* Texte fourni
18 mai 2023 - 07:00
Investissements au centre-ville : l’inquiétude plane
Par: Zineb Guennoun | Journaliste de l'Initiative de journalisme local
Le conseiller du district Cascades, Jeannot Caron, a été surpris de l’ampleur des acquisitions par les frères Foisy et souhaite surtout qu’une mixité sociale soit conservée dans le quartier. Photothèque | Le Courrier ©

Le conseiller du district Cascades, Jeannot Caron, a été surpris de l’ampleur des acquisitions par les frères Foisy et souhaite surtout qu’une mixité sociale soit conservée dans le quartier. Photothèque | Le Courrier ©

Dans les deux dernières années, Philippe Foisy et Gabriel Lachance-Foisy, deux entrepreneurs immobiliers, ont mis la main sur une trentaine d’immeubles au centre-ville de Saint-Hyacinthe. Face à ces nouvelles acquisitions, les réactions se multiplient et les avis divergent tant au niveau de la Ville qu’au niveau communautaire.

André Beauregard, maire de la Ville de Saint-Hyacinthe, se dit surpris du nombre d’acquisitions faites par les frères Foisy. « C’est sûr que c’est un peu inquiétant pour les loyers à coût abordable, mais d’un autre côté, il y a peut-être des endroits là-dedans qui ont besoin d’amour, besoin de rénovation. […] Les promoteurs pourraient démolir et reconstruire avec du logement abordable », a-t-il déclaré.

* Enregistrements fournis
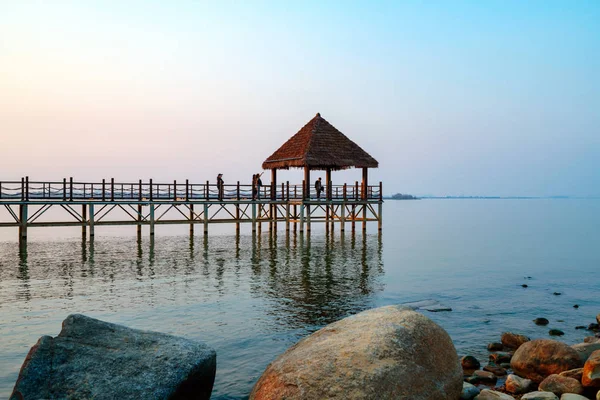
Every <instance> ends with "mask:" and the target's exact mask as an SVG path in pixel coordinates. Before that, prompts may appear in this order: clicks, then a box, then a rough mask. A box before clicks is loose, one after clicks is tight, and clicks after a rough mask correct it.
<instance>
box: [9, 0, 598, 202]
mask: <svg viewBox="0 0 600 400" xmlns="http://www.w3.org/2000/svg"><path fill="white" fill-rule="evenodd" d="M322 3H325V4H322ZM598 21H600V2H599V1H561V2H557V1H527V2H523V1H426V2H425V1H402V2H400V1H397V2H333V1H330V2H317V1H314V2H308V1H307V2H284V1H280V2H262V1H261V2H250V1H247V2H242V1H240V2H201V1H177V2H164V1H154V2H151V1H97V2H93V1H53V2H47V1H39V2H35V1H24V0H23V1H7V0H2V1H0V132H1V135H2V146H1V147H0V155H1V161H0V168H1V172H0V180H3V179H16V178H20V177H21V176H22V175H26V174H28V175H29V176H30V177H31V178H32V179H61V178H62V177H63V176H71V175H73V176H74V177H75V179H79V180H93V179H100V178H102V177H115V178H116V179H117V180H132V179H135V180H137V179H138V178H144V179H147V178H154V179H155V180H165V181H172V180H173V179H178V180H183V179H185V178H190V179H192V180H195V181H204V180H206V179H211V180H213V179H214V176H215V175H216V174H217V173H218V172H222V173H224V175H225V179H226V181H230V182H231V181H236V180H242V181H248V180H249V179H250V176H251V174H252V173H253V172H255V171H259V170H260V164H261V163H262V161H263V160H264V159H265V158H266V157H268V156H269V155H270V154H271V153H272V152H273V151H274V150H275V149H276V148H277V147H279V145H281V144H282V143H283V142H284V141H285V140H287V138H289V137H290V136H291V135H292V134H294V133H295V132H296V131H297V130H298V129H299V128H300V127H302V126H303V125H304V124H305V123H306V122H307V121H308V120H309V119H311V118H312V117H313V116H314V114H315V113H317V112H320V113H321V114H322V115H323V117H325V118H326V119H327V120H328V121H329V122H331V123H332V124H333V125H335V126H336V127H337V128H338V129H340V130H341V131H342V132H344V133H345V134H346V135H348V136H349V137H350V138H352V139H353V140H355V141H356V142H357V143H359V144H360V145H361V146H362V147H363V148H364V149H365V150H367V151H368V152H369V153H371V154H372V155H373V156H374V157H375V158H377V159H378V160H379V162H380V165H381V167H380V168H379V170H376V171H373V173H372V175H371V176H372V181H378V180H383V181H384V188H385V191H386V192H387V193H390V192H403V193H416V194H489V195H556V194H570V195H594V196H600V129H599V127H600V23H599V22H598ZM359 176H360V174H359V172H358V171H348V172H344V173H339V174H334V180H336V179H337V180H348V181H353V180H355V179H358V178H359ZM281 179H284V180H285V179H290V180H299V179H301V174H300V173H299V172H289V173H282V175H281Z"/></svg>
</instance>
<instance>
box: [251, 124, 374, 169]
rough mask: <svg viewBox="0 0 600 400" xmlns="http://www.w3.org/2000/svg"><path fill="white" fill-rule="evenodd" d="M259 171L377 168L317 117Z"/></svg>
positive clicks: (349, 139)
mask: <svg viewBox="0 0 600 400" xmlns="http://www.w3.org/2000/svg"><path fill="white" fill-rule="evenodd" d="M262 166H263V169H275V168H276V169H289V168H304V167H309V168H310V169H326V168H331V169H334V170H339V169H346V168H352V167H354V168H364V167H367V168H377V167H378V166H379V163H378V162H377V160H375V159H374V158H373V157H371V156H370V155H369V153H367V152H366V151H364V150H363V149H361V148H360V147H359V146H358V145H357V144H356V143H354V142H353V141H352V140H350V139H348V137H346V135H344V134H343V133H342V132H340V131H338V130H337V129H335V127H334V126H333V125H331V124H330V123H329V122H327V120H325V118H323V117H321V114H317V115H316V116H315V117H314V118H313V119H311V120H310V121H309V122H308V124H306V125H304V127H303V128H302V129H300V130H299V131H298V133H296V134H295V135H294V136H292V137H291V138H290V139H289V140H288V141H287V142H285V143H284V144H283V146H281V147H280V148H279V149H277V151H275V153H273V154H272V155H271V156H270V157H269V158H267V159H266V160H265V162H264V163H263V165H262Z"/></svg>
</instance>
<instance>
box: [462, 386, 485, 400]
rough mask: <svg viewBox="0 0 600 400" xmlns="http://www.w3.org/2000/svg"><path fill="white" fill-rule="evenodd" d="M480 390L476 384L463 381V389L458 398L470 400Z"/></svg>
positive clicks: (477, 392) (474, 397) (476, 393)
mask: <svg viewBox="0 0 600 400" xmlns="http://www.w3.org/2000/svg"><path fill="white" fill-rule="evenodd" d="M479 392H480V390H479V389H477V386H475V385H471V384H470V383H469V382H463V391H462V393H461V394H460V400H472V399H473V398H475V396H477V395H478V394H479Z"/></svg>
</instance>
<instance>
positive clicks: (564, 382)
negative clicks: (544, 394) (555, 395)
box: [539, 374, 583, 396]
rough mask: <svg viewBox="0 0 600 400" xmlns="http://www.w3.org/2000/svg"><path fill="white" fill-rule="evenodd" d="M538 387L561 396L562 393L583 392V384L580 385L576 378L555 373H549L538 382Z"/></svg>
mask: <svg viewBox="0 0 600 400" xmlns="http://www.w3.org/2000/svg"><path fill="white" fill-rule="evenodd" d="M539 389H540V390H542V391H544V392H552V393H554V394H555V395H557V396H561V395H562V394H564V393H575V394H582V393H583V386H581V383H579V381H578V380H576V379H573V378H567V377H566V376H560V375H557V374H553V375H550V376H549V377H547V378H546V379H544V380H543V381H542V382H541V383H540V387H539Z"/></svg>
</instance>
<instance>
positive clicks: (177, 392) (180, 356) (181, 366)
mask: <svg viewBox="0 0 600 400" xmlns="http://www.w3.org/2000/svg"><path fill="white" fill-rule="evenodd" d="M215 370H216V353H215V351H214V350H213V349H211V348H210V347H208V346H206V345H205V344H202V343H199V342H195V341H191V340H188V339H184V338H180V337H176V336H171V335H166V334H163V333H157V332H149V331H142V330H137V329H130V328H127V327H125V326H121V325H116V324H111V323H108V322H104V321H100V320H97V319H94V318H89V317H86V316H84V315H80V314H74V315H70V316H69V317H67V319H65V320H64V322H63V328H62V330H61V332H60V334H59V335H58V336H57V337H54V338H53V337H50V336H43V337H41V338H40V340H39V341H38V342H37V344H36V345H35V346H33V347H32V348H31V350H30V351H29V354H28V355H27V357H26V359H25V362H24V363H23V366H22V367H21V372H20V374H19V377H18V379H17V382H16V385H15V388H14V391H13V394H12V395H11V397H10V399H11V400H13V399H14V400H19V399H90V398H94V399H98V400H103V399H115V398H121V399H137V398H140V399H167V398H170V399H209V398H210V394H211V391H212V386H213V382H214V378H215Z"/></svg>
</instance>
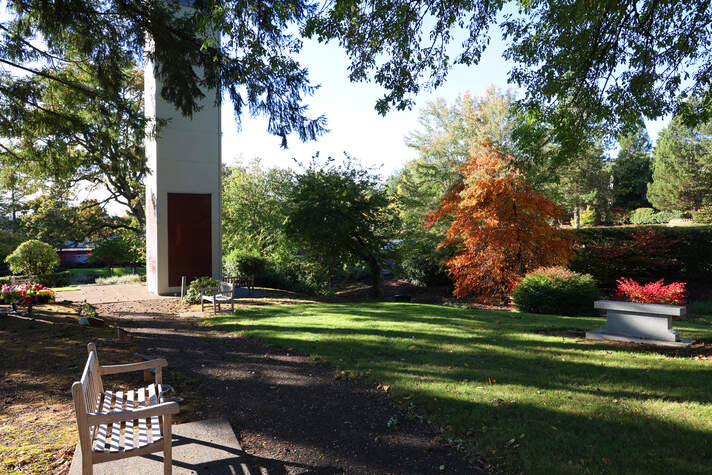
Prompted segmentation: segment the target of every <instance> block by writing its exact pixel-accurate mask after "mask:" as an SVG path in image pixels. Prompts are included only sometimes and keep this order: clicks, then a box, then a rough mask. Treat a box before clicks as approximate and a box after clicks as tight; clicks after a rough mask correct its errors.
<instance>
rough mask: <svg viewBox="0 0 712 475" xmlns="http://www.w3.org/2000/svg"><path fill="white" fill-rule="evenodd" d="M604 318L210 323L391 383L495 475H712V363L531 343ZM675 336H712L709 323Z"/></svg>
mask: <svg viewBox="0 0 712 475" xmlns="http://www.w3.org/2000/svg"><path fill="white" fill-rule="evenodd" d="M602 322H603V319H599V318H572V317H560V316H542V315H530V314H521V313H505V312H493V311H478V310H468V309H457V308H451V307H444V306H436V305H420V304H399V303H354V304H317V305H293V306H280V307H251V308H246V309H240V311H239V312H238V313H237V315H236V316H219V317H215V318H211V319H209V320H208V325H210V326H212V327H213V328H214V329H218V330H222V331H235V332H239V333H241V334H243V335H245V336H248V337H255V338H259V339H262V340H264V341H267V342H271V343H275V344H279V345H281V346H284V347H289V348H295V349H297V350H299V351H301V352H304V353H308V354H310V355H313V356H314V357H318V358H321V359H324V360H326V361H328V362H330V363H332V364H333V365H334V366H336V367H337V368H339V369H341V370H343V371H345V372H346V374H349V375H360V376H361V377H362V378H364V379H366V380H368V381H370V382H372V383H376V382H377V383H380V384H383V385H388V386H390V390H391V393H392V394H393V396H394V397H395V398H396V399H397V400H399V401H401V402H402V405H403V407H404V408H409V409H408V411H409V417H424V418H425V419H426V420H430V421H432V424H433V425H434V426H436V427H442V426H446V427H447V426H449V427H448V429H447V430H448V433H449V434H450V436H449V437H451V438H452V439H453V440H454V441H455V443H458V441H462V443H463V444H464V445H465V446H467V447H468V448H469V449H470V450H472V451H474V452H476V453H479V454H481V455H482V456H483V457H484V458H485V460H487V461H489V462H491V463H494V464H496V465H497V466H498V467H500V468H503V469H507V470H511V469H513V470H522V471H524V472H525V473H545V472H553V473H562V472H564V473H581V472H593V473H596V472H601V471H606V472H613V473H709V469H710V459H711V458H712V361H711V360H694V359H693V358H681V357H672V356H671V355H663V354H658V353H656V352H653V351H649V350H643V349H641V348H640V347H625V346H618V345H613V344H607V343H603V342H590V341H581V340H579V339H577V338H567V337H562V336H556V335H546V334H542V333H538V331H541V330H546V331H555V330H557V329H590V328H595V327H597V326H599V325H600V324H601V323H602ZM675 328H676V329H678V331H680V333H681V334H682V336H683V337H687V338H698V339H699V338H704V339H711V338H712V318H710V317H707V318H706V319H700V320H698V321H697V322H696V323H688V322H685V323H678V324H676V325H675ZM383 423H384V424H386V423H387V421H383Z"/></svg>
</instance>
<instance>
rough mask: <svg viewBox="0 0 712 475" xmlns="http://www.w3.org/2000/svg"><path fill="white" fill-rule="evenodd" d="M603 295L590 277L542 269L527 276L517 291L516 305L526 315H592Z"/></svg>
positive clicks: (515, 300) (551, 270)
mask: <svg viewBox="0 0 712 475" xmlns="http://www.w3.org/2000/svg"><path fill="white" fill-rule="evenodd" d="M599 295H600V293H599V291H598V287H597V286H596V281H595V280H594V279H593V277H591V276H590V275H589V274H579V273H577V272H573V271H571V270H569V269H566V268H564V267H542V268H539V269H536V270H535V271H533V272H530V273H529V274H527V275H526V276H525V277H524V278H523V279H522V280H521V282H519V284H518V285H517V287H516V288H515V289H514V292H513V294H512V299H513V300H514V305H515V306H516V307H517V308H518V309H519V310H521V311H522V312H530V313H548V314H556V315H589V314H591V313H593V302H594V301H595V300H596V299H598V297H599Z"/></svg>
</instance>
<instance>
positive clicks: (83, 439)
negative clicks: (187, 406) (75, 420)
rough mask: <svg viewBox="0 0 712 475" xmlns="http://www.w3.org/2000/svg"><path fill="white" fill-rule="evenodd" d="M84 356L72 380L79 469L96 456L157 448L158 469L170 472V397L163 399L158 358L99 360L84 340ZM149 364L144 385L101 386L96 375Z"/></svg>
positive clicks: (161, 364) (173, 413)
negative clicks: (76, 434) (121, 386)
mask: <svg viewBox="0 0 712 475" xmlns="http://www.w3.org/2000/svg"><path fill="white" fill-rule="evenodd" d="M87 349H88V351H89V358H88V359H87V362H86V366H85V367H84V372H83V373H82V377H81V379H80V380H79V381H77V382H75V383H74V384H73V385H72V398H73V400H74V409H75V412H76V418H77V429H78V430H79V447H80V449H81V456H82V474H84V475H86V474H92V473H93V465H94V464H97V463H102V462H109V461H112V460H117V459H122V458H126V457H132V456H136V455H144V454H150V453H153V452H159V451H163V471H164V473H165V474H170V473H171V469H172V462H171V440H172V439H171V415H172V414H177V413H178V411H179V407H178V404H177V403H175V402H165V401H164V400H163V384H162V383H163V381H162V373H161V368H163V367H165V366H167V365H168V363H167V362H166V360H164V359H155V360H150V361H142V362H140V363H131V364H123V365H110V366H101V365H100V364H99V356H98V355H97V352H96V346H94V344H93V343H89V345H87ZM149 369H155V371H156V372H155V381H154V383H153V384H150V385H149V386H146V387H144V388H138V389H131V390H128V391H105V390H104V386H103V383H102V376H103V375H106V374H120V373H127V372H133V371H146V370H149Z"/></svg>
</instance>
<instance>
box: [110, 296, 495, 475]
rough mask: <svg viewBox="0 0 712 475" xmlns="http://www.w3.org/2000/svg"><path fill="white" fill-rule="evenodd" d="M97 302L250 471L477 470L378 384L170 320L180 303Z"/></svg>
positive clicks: (370, 471)
mask: <svg viewBox="0 0 712 475" xmlns="http://www.w3.org/2000/svg"><path fill="white" fill-rule="evenodd" d="M137 297H138V295H137ZM97 306H98V309H99V313H100V314H101V315H106V316H113V317H114V318H115V319H116V320H117V321H118V322H119V324H120V326H121V327H123V328H125V329H126V330H127V331H129V332H130V333H131V334H132V337H133V338H134V339H135V340H137V343H140V346H141V347H143V348H145V349H146V353H148V354H150V355H155V356H159V355H160V356H163V357H165V358H167V359H168V361H169V366H170V367H172V368H180V372H181V373H182V377H186V378H188V379H190V380H192V381H196V383H195V384H196V385H197V391H199V393H200V394H201V395H202V399H201V400H202V401H204V404H205V407H201V408H192V410H194V411H195V412H196V414H200V417H201V418H206V417H215V416H218V415H223V416H225V417H227V418H228V419H229V420H230V422H231V424H232V426H233V428H234V429H235V431H236V433H237V435H238V438H239V439H240V443H241V444H242V447H243V448H244V450H245V451H246V452H247V454H248V456H249V459H250V460H249V461H250V463H251V465H252V468H253V469H254V471H255V472H257V473H269V474H292V473H310V474H322V473H384V474H385V473H398V474H416V473H424V474H439V473H448V474H449V473H483V470H482V469H481V468H479V466H478V465H473V464H471V463H469V462H468V461H467V460H466V459H465V456H464V454H462V453H460V452H458V451H457V450H456V449H455V448H454V447H451V446H448V445H447V444H446V443H445V441H444V440H443V439H442V438H441V437H440V436H439V435H437V434H436V433H435V432H434V431H433V430H432V429H431V428H430V427H429V426H428V425H426V424H425V423H422V422H418V421H417V420H408V419H407V418H406V415H405V414H403V413H402V411H401V410H400V409H399V408H398V406H397V405H396V404H395V403H394V402H393V401H392V400H391V399H390V397H389V396H388V394H387V393H385V392H384V391H382V390H379V389H377V388H375V387H367V386H364V385H361V384H358V383H356V382H352V381H346V380H341V379H338V376H337V373H336V371H335V370H334V369H333V368H332V367H330V366H328V365H326V364H323V363H318V362H315V361H313V360H312V359H310V358H308V357H306V356H304V355H299V354H295V353H294V352H290V351H288V350H285V349H281V348H277V347H274V346H270V345H266V344H263V343H260V342H257V341H253V340H249V339H245V338H239V337H235V336H233V335H229V334H224V333H216V332H210V331H206V330H205V329H202V328H200V327H198V326H197V325H195V324H194V322H195V320H192V319H187V318H180V317H178V314H179V313H181V311H185V308H181V307H182V304H181V303H180V302H179V301H177V300H176V299H170V298H168V299H166V298H162V299H152V300H134V301H129V302H123V303H105V304H98V305H97ZM169 378H170V372H169V373H167V377H166V379H167V381H166V382H169V383H170V381H169V380H168V379H169ZM394 416H395V417H396V418H397V419H398V421H399V424H398V426H397V429H396V430H391V429H389V428H388V425H387V424H388V421H389V419H390V418H391V417H394Z"/></svg>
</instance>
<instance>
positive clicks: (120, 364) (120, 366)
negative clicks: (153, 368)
mask: <svg viewBox="0 0 712 475" xmlns="http://www.w3.org/2000/svg"><path fill="white" fill-rule="evenodd" d="M166 366H168V362H167V361H166V360H165V359H163V358H156V359H155V360H148V361H141V362H139V363H129V364H117V365H107V366H99V374H101V375H105V374H119V373H130V372H132V371H145V370H147V369H151V368H164V367H166Z"/></svg>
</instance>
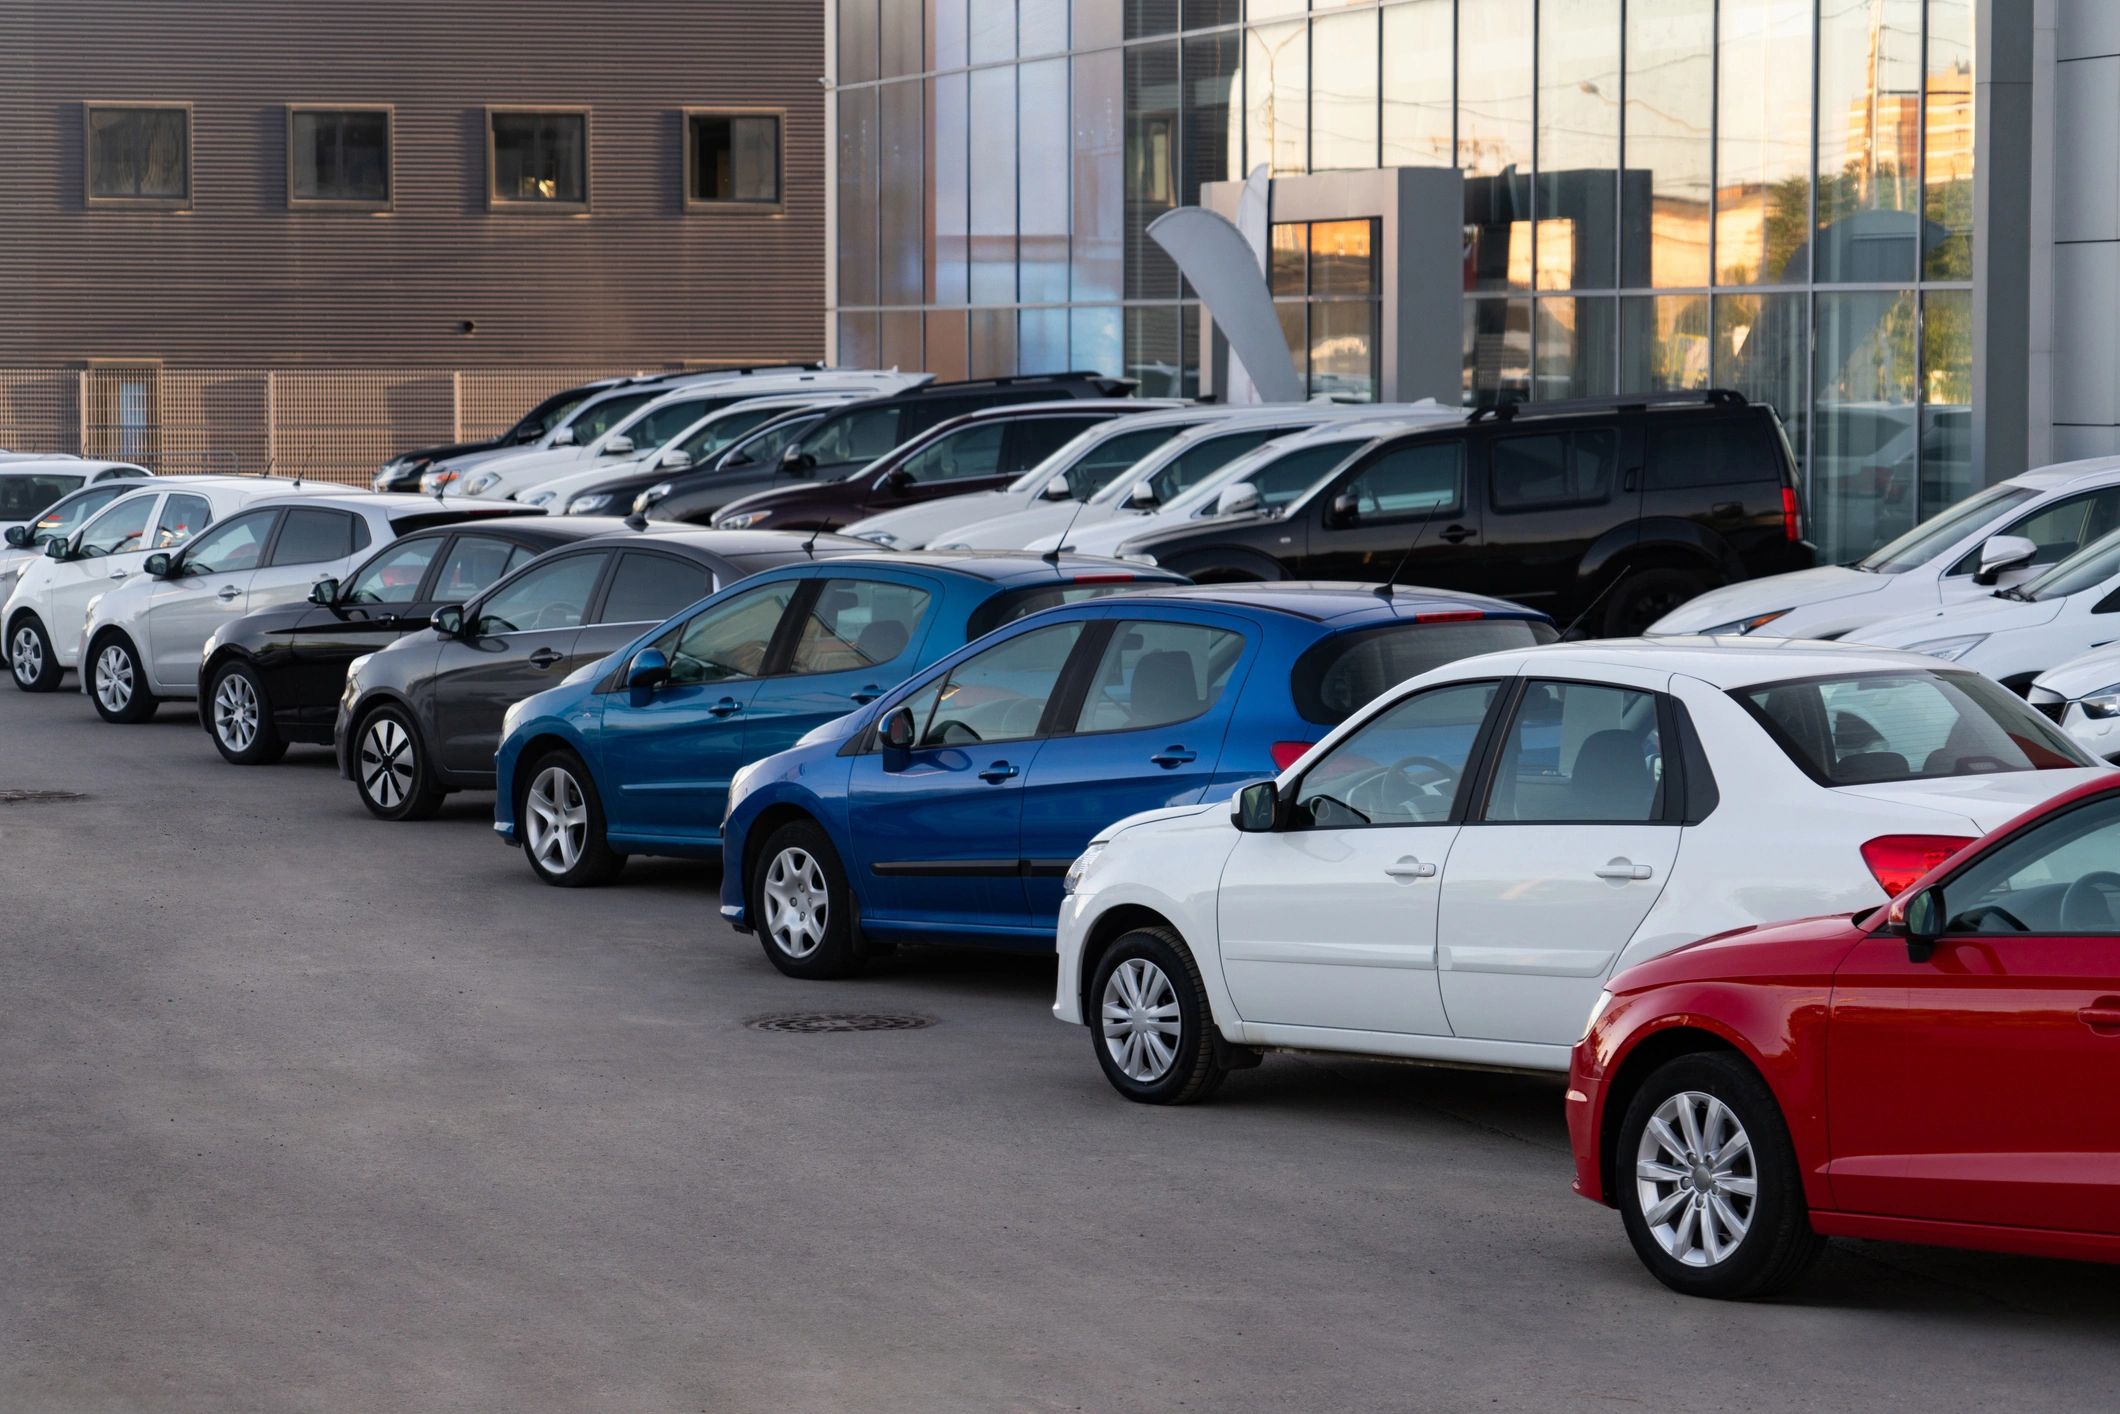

* Travail demandé
[1] Transcrivez fidèlement les lignes des enregistrements, du début des enregistrements jusqu'à la ligne contenant "box: [9, 0, 598, 202]", celle-ci incluse. Ne reprenez pas les images.
[2] Rédigez la suite de l'article sur les acquisitions immobilières au centre-ville de Saint-Hyacinthe, à partir de sa dernière phrase.
Le texte et les enregistrements proviennent de sources distinctes.

* Réponses numérotées
[1]
Every <instance> ends with "mask:" and the target's exact mask as an SVG path in pixel coordinates. Before that, prompts may appear in this order: clicks, then a box, then a rough mask. A box before clicks is loose, one after clicks is tight, and clicks after a rough mask correct it.
<instance>
box: [9, 0, 598, 202]

[2]
Il souligne également que le logement abordable, c’est une nécessité au centre-ville et que tout dépend des intentions des deux investisseurs. D’après lui, il va falloir trouver un certain équilibre une fois le projet des deux frères Foisy exposé au grand jour. Il espère aussi que ces nouveaux investissements n’accentueront pas la pénurie de logements que connaît déjà Saint-Hyacinthe. La solution serait de travailler de concert avec la Ville et les différents organismes communautaires pour améliorer la situation et non l’empirer.

M. Beauregard assure cependant que la moyenne des logements vacants à Saint-Hyacinthe a remonté au cours de ces deux dernières années. « On était à 0,4 %, on est maintenant proche de 2 % de logements vacants […], mais il y en a certains qui sont dispendieux parce qu’il y a eu beaucoup de constructions dans les deux dernières années. » Il n’exclut pas la crainte d’embourgeoisement, mais mise sur la mixité de la clientèle. Selon lui, l’embourgeoisement du centre-ville n’est pas le but de la Ville ni du conseil municipal. « On travaille très fort depuis plusieurs années pour améliorer notre centre-ville. On a acheté plusieurs résidences qu’on a cédées à Habitations Maska qui les gèrent. C’est du loyer abordable », a-t-il ajouté.

Une enveloppe dédiée au logement social

Depuis cette année, une enveloppe estimée à 800 000 $ est dédiée au logement social à Saint-Hyacinthe. « On a mis beaucoup d’argent dans les dernières années pour construire du logement social. C’est un dossier qui nous tient à cœur et sur lequel on veut travailler fort », a indiqué M. Beauregard.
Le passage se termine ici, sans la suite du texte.